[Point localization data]

******************************

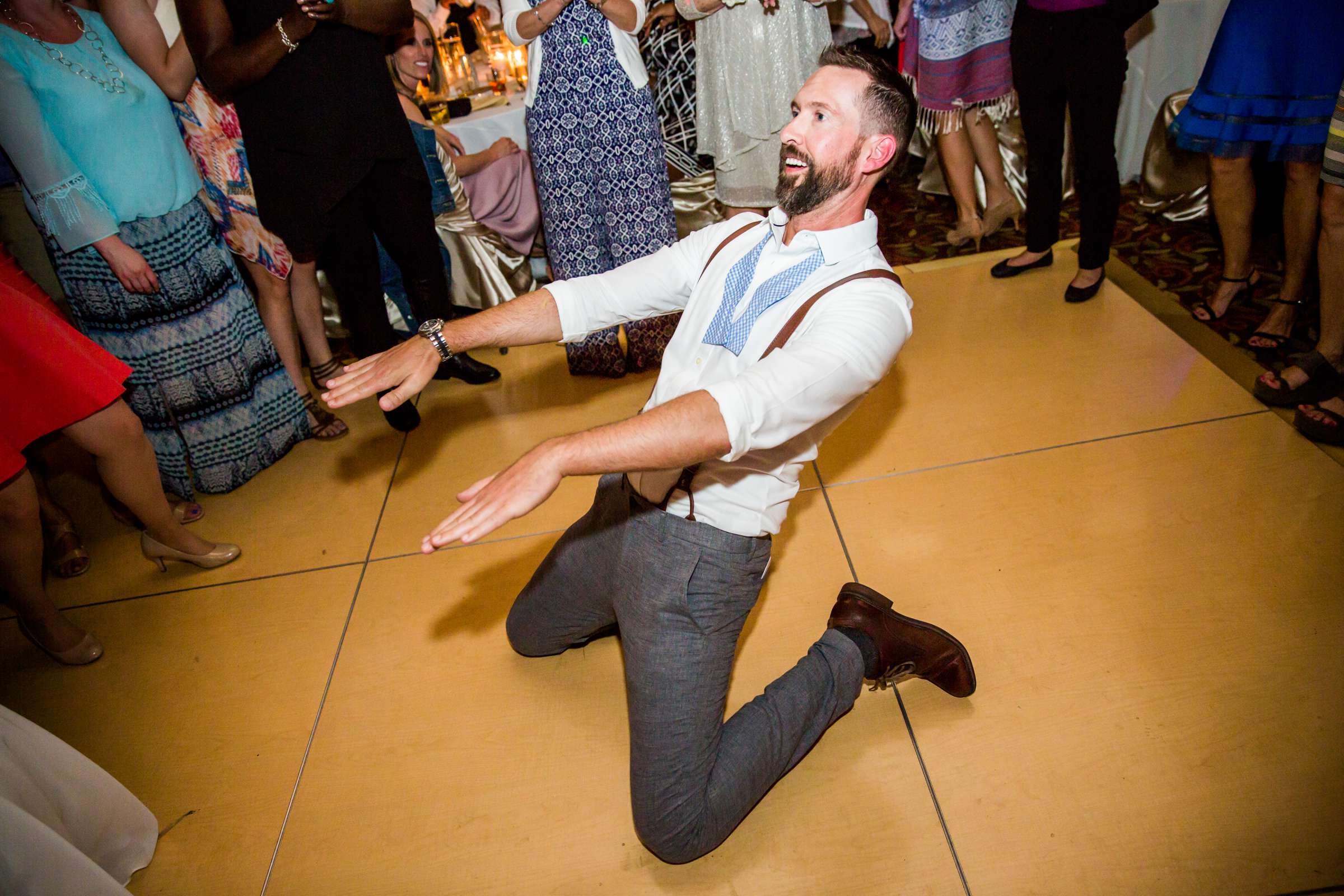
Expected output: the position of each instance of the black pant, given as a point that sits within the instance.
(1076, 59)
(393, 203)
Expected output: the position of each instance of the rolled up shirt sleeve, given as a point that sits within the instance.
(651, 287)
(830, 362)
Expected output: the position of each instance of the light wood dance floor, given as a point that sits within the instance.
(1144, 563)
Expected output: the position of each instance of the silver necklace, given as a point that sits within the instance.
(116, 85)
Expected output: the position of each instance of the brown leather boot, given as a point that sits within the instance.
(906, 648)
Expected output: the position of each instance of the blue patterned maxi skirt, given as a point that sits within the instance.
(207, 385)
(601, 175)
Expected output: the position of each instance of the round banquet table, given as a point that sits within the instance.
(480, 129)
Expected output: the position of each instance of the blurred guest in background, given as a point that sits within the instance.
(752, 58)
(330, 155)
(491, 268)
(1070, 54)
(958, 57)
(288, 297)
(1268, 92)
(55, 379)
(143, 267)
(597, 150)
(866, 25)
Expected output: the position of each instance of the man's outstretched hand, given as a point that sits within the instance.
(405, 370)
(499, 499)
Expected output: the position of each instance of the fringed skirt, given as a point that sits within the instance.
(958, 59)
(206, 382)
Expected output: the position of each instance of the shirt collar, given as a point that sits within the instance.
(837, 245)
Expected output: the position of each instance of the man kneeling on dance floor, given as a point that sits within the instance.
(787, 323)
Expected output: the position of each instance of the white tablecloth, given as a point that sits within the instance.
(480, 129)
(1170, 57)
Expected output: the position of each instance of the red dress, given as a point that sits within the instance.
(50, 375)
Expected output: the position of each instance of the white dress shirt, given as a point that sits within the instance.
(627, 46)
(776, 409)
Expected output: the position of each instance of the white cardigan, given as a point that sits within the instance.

******************************

▶ **EXERCISE INSTRUCTIONS**: Every line of the data should be transcribed exactly. Omit the images.

▶ **REPLY TO THE EXERCISE**:
Expected output: the position of each instance of the black pant, given as a point that sits within the instance.
(1076, 59)
(393, 203)
Expected output: the position of each instance of the rolled up shirt sleeve, given as a point that sits within the instance.
(651, 287)
(830, 362)
Expected output: the position of each instance of the light wood dance floor, given as a point that sits within the instance.
(1144, 563)
Expected output: the position of each instance of the silver necklace, given as a point that sits within the instance.
(116, 85)
Expected output: the position of each instance of the brown leather boot, given as a point that sits within the instance.
(906, 648)
Expected output: the position of each instance of the blue patterned maxi skirt, given as a point that sits within the instance.
(207, 385)
(601, 175)
Expected output: the position of each instance of the round banquet table, given as a point that sits within the instance.
(480, 129)
Expected output: the position of each instance of the blurred guest in background, given as a point that sits within the instance.
(752, 58)
(330, 155)
(491, 268)
(1070, 54)
(958, 57)
(288, 297)
(1268, 92)
(55, 379)
(143, 267)
(597, 150)
(866, 25)
Expected output: the position of each instance of the man's outstretched hand, given as a point that sits within the instance.
(405, 370)
(499, 499)
Expected output: the position of each instance of the fringed skirt, given as a point that sits within the instance.
(958, 59)
(206, 382)
Expected output: the position of each instance of the shirt collar, given as a point that sits within the instance.
(837, 245)
Expected output: the position of each instance of the man kneeling on dance floor, given as a point that sits within the instance.
(787, 323)
Expected output: the position of each instance of the white tablecloth, given as a point that sits within the instance.
(480, 129)
(1170, 57)
Expected output: the position of each instance of the red dress, given as a point that sits within the instance.
(50, 375)
Expected output: the position of each instance of the white dress shirt, given as a point that sits within the instance.
(627, 46)
(776, 409)
Expected output: the position of each instance of the white cardigan, given as a point that sits within the instance.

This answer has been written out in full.